:: Written exercise ::
Transcribe word for word the lines spanning the line with "find blue and" through the end of the records.

Rows from a pointing dataset
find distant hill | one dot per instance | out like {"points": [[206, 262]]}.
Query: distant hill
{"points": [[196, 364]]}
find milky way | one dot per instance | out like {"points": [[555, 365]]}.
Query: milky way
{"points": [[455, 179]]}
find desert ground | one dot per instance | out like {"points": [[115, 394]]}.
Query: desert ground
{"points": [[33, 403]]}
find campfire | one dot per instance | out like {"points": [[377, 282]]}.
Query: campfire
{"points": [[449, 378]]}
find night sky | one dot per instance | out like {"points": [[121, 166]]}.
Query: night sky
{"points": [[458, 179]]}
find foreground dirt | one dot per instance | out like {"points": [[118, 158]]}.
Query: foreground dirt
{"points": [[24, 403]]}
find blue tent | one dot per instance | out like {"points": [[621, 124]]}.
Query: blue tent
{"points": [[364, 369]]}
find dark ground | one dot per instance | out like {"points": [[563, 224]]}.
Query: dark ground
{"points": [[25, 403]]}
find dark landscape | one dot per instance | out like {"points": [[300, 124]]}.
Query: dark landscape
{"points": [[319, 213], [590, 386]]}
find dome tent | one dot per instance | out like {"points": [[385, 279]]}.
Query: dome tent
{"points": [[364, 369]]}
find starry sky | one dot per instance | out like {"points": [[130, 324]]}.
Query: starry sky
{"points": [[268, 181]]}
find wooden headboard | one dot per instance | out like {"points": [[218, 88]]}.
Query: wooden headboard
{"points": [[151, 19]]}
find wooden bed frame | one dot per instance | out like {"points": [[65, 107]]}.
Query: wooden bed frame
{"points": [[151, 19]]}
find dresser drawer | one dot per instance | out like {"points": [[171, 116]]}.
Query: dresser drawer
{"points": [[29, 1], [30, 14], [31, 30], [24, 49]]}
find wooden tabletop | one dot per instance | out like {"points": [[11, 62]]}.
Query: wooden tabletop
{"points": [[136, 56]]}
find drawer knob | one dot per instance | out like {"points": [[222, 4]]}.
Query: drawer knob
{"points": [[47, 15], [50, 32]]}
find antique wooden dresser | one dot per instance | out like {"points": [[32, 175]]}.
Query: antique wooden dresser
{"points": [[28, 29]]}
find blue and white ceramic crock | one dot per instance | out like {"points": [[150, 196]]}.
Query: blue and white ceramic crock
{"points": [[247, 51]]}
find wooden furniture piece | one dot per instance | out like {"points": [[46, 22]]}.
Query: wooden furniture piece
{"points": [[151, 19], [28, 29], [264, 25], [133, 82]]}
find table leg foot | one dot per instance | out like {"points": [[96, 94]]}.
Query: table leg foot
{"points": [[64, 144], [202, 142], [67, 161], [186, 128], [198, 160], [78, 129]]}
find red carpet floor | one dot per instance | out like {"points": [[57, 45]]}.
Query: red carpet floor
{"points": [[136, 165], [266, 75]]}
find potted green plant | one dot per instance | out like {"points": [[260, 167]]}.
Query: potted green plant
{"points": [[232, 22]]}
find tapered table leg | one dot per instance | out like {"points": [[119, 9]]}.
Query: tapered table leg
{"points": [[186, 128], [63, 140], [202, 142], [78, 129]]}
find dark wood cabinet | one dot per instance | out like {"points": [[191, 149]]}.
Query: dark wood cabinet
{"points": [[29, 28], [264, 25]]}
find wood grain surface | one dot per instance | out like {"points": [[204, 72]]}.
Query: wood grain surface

:: Finished exercise ::
find blue and white ceramic crock | one dot per instance | out like {"points": [[150, 196]]}.
Query: blue and white ceramic crock
{"points": [[247, 51]]}
find wooden furniture piece | one dot per instance | out like {"points": [[46, 22]]}.
Query: wooden furniture piece
{"points": [[151, 19], [28, 29], [264, 25], [133, 82]]}
find table leg foot | one dot per instance | out like {"points": [[96, 94]]}.
Query: table leg foot
{"points": [[64, 144], [202, 142], [67, 161], [186, 128], [198, 160], [78, 129]]}
find red carpet floor | one dot per instance | out like {"points": [[57, 45]]}.
Query: red carpet floor
{"points": [[136, 165], [266, 75]]}
find potted green plant | one dot per instance | out like {"points": [[260, 167]]}.
Query: potted green plant
{"points": [[232, 22]]}
find tapered table leg | one dot per instance | out like {"points": [[119, 9]]}.
Query: tapered table leg
{"points": [[186, 128], [63, 140], [202, 142], [78, 129]]}
find dark wood cabinet | one dot per instance | out like {"points": [[191, 149]]}.
Query: dark wood cabinet
{"points": [[29, 28], [264, 25]]}
find wood grain surface | one dot per instance | out like {"points": [[204, 72]]}.
Query: wood grain surface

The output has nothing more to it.